_Data for processing_
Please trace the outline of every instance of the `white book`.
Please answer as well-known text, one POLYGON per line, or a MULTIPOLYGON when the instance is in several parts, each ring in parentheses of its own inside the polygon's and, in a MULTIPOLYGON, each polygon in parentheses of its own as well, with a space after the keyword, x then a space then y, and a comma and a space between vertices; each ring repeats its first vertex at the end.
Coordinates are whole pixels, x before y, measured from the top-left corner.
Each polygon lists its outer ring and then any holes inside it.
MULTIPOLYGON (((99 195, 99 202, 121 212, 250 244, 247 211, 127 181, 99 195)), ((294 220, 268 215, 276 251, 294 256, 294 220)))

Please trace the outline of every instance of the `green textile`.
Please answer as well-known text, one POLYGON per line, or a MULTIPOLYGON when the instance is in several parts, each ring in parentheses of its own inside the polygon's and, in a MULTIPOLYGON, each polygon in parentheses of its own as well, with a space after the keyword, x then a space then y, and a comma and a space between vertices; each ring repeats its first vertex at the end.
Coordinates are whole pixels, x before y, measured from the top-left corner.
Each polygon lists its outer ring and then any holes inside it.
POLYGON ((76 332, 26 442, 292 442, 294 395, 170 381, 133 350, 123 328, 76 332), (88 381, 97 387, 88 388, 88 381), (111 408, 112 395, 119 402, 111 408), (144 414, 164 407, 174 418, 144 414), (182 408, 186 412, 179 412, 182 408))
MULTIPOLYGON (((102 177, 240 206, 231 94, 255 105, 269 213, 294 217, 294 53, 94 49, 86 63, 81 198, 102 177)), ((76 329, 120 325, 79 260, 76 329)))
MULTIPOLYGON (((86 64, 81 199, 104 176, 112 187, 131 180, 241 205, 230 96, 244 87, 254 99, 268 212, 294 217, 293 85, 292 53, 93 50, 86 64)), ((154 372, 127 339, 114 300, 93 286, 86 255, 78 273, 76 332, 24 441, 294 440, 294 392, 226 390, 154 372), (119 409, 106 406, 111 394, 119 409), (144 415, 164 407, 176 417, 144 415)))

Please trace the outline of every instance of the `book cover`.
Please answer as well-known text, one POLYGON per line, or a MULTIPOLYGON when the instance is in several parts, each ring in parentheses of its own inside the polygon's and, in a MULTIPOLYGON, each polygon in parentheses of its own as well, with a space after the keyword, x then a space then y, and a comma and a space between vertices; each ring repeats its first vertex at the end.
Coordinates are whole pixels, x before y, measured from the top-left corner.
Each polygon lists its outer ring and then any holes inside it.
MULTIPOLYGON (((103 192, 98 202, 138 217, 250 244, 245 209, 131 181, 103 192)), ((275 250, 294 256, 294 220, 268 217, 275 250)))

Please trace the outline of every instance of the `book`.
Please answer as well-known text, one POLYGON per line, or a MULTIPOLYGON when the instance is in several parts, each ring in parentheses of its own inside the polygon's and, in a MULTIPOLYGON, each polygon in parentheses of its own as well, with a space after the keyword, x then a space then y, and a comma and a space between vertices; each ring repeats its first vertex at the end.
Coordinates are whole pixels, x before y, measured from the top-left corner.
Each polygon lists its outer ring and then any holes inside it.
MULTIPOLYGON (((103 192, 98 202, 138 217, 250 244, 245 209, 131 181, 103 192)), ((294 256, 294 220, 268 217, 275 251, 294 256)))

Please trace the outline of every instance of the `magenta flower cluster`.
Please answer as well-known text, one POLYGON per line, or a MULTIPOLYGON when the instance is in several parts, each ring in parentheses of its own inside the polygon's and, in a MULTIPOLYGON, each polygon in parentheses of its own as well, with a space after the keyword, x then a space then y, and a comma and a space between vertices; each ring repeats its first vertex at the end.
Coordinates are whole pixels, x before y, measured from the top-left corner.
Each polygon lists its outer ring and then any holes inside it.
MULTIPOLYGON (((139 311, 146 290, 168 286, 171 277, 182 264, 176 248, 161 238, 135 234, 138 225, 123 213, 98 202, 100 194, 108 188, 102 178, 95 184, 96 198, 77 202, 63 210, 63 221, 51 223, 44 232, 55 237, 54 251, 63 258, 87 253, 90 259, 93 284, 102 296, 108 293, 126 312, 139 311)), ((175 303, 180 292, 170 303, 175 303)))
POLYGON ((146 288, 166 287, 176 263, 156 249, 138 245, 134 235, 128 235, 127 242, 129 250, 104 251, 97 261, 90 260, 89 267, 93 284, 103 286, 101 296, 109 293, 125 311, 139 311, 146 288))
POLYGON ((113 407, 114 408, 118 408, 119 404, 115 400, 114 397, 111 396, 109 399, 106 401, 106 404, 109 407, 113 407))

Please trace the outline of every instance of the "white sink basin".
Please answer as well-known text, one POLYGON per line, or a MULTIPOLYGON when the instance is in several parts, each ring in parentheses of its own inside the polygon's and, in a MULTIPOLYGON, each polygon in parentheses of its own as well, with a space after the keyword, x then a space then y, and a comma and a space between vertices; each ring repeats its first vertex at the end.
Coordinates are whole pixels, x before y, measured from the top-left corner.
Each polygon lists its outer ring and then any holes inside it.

_Your instructions_
Quote all of the rows above word for word, with every line unchanged.

_Answer below_
Please trace the outline of every instance of the `white book`.
Please answer as well-known text, one POLYGON per line, or a MULTIPOLYGON when the instance is in several parts, each ring in parentheses of its own inside the polygon's and, in a MULTIPOLYGON, each polygon in parentheses of its own as well, with a space after the keyword, x then a space then y, and a comma and a space between vertices; each ring repeats its first vertex at the end.
Coordinates are whole pixels, x before y, measured from the top-left corner.
Each polygon lists its outer ring and then any holes inside it.
MULTIPOLYGON (((99 195, 99 202, 121 212, 250 244, 247 211, 127 181, 99 195)), ((294 220, 268 215, 276 251, 294 256, 294 220)))

Please trace the outline of every instance of the `green textile`.
Please answer as well-known text, one POLYGON per line, or a MULTIPOLYGON when the instance is in several parts, each ring in parentheses of its own inside the polygon's and, in a MULTIPOLYGON, each polygon in parentheses of its own as well, with a space after the keyword, x then a space then y, and a comma and a space between vertices; each ring repeats its first vertex at the end.
Coordinates are whole pixels, x before y, measured from the top-left corner.
Each polygon lists its outer ring and then any holes inside it.
POLYGON ((76 332, 26 442, 292 442, 294 395, 170 381, 133 350, 123 328, 76 332), (88 381, 97 387, 88 388, 88 381), (111 408, 112 395, 119 402, 111 408), (144 414, 164 407, 174 418, 144 414), (182 408, 186 412, 179 412, 182 408))
MULTIPOLYGON (((102 177, 240 206, 231 94, 255 105, 269 213, 294 217, 294 53, 94 49, 86 63, 81 198, 102 177)), ((76 329, 120 325, 79 260, 76 329)))
MULTIPOLYGON (((86 64, 81 199, 104 176, 112 187, 131 180, 241 205, 230 96, 244 87, 254 99, 268 212, 294 217, 293 85, 292 53, 93 50, 86 64)), ((154 372, 127 339, 114 300, 93 286, 86 255, 78 273, 76 332, 24 441, 294 440, 294 392, 226 390, 154 372), (119 409, 106 406, 111 394, 119 409), (144 415, 164 407, 176 417, 144 415)))

Please trace the outline of every instance of the `book cover`.
Please answer as well-known text, one POLYGON per line, or a MULTIPOLYGON when the instance is in several parts, each ring in parentheses of its own inside the polygon's and, in a MULTIPOLYGON, each polygon in parentheses of its own as well, with a space after the keyword, x then a space then y, and a comma and a space between vertices; each ring repeats its first vertex at the end.
Coordinates are whole pixels, x before y, measured from the top-left corner.
Each polygon lists its outer ring and then any holes inside it.
MULTIPOLYGON (((103 192, 98 202, 138 217, 250 244, 245 209, 131 181, 103 192)), ((275 250, 294 256, 294 220, 268 217, 275 250)))

Please trace the outline of every instance of the `book`.
Please answer as well-known text, one POLYGON per line, or a MULTIPOLYGON when the instance is in several parts, each ring in parentheses of its own inside the polygon's and, in a MULTIPOLYGON, each polygon in parentheses of its own as well, with a space after the keyword, x then a space then y, and a comma and a space between vertices; each ring repeats its first vertex at the end.
Coordinates are whole pixels, x before y, measured from the top-left corner.
Each polygon lists its outer ring and then any holes inside it.
MULTIPOLYGON (((103 192, 98 202, 138 217, 250 244, 245 209, 131 181, 103 192)), ((294 256, 294 220, 268 217, 275 251, 294 256)))

Please trace the outline of every instance of the `magenta flower cluster`.
Please answer as well-known text, one POLYGON per line, or a MULTIPOLYGON when the instance is in several parts, each ring in parentheses of its own inside the polygon's and, in a MULTIPOLYGON, each polygon in parentheses of its own as well, with a space after the keyword, x then a space then y, and a comma and a space between vertices; each ring repeats its first vertex at the end.
Coordinates are whole pixels, x before y, measured from the top-left corner.
Each polygon lists its outer ring and then any holes inside it.
MULTIPOLYGON (((139 311, 146 290, 168 286, 171 277, 182 264, 176 248, 161 238, 135 234, 138 225, 123 213, 98 202, 100 194, 108 188, 102 178, 95 184, 96 198, 77 202, 63 210, 63 221, 51 223, 44 232, 55 237, 54 251, 63 258, 87 253, 90 259, 93 284, 102 296, 108 293, 126 312, 139 311)), ((175 303, 180 292, 170 303, 175 303)))
POLYGON ((146 288, 166 287, 176 263, 156 249, 138 245, 134 235, 128 235, 127 242, 129 250, 104 251, 97 261, 90 260, 89 267, 93 284, 103 286, 101 296, 109 293, 125 311, 139 311, 146 288))
POLYGON ((113 407, 114 408, 118 408, 119 404, 115 400, 114 397, 111 396, 109 399, 106 401, 106 404, 109 407, 113 407))

Please trace the outline of every instance of the "white sink basin".
Please answer as well-known text, one POLYGON per line, or a MULTIPOLYGON when the instance is in several parts, each ring in parentheses of its own inside the polygon's and, in a MULTIPOLYGON, each polygon in parentheses of its own as well, with a space after the keyword, x then a space then y, and a comma and a space between vertices; each ring repeats its first vertex at the end.
Coordinates are whole pixels, x before y, measured from the top-left corner.
Each polygon lists its outer ring and then any holes inside it.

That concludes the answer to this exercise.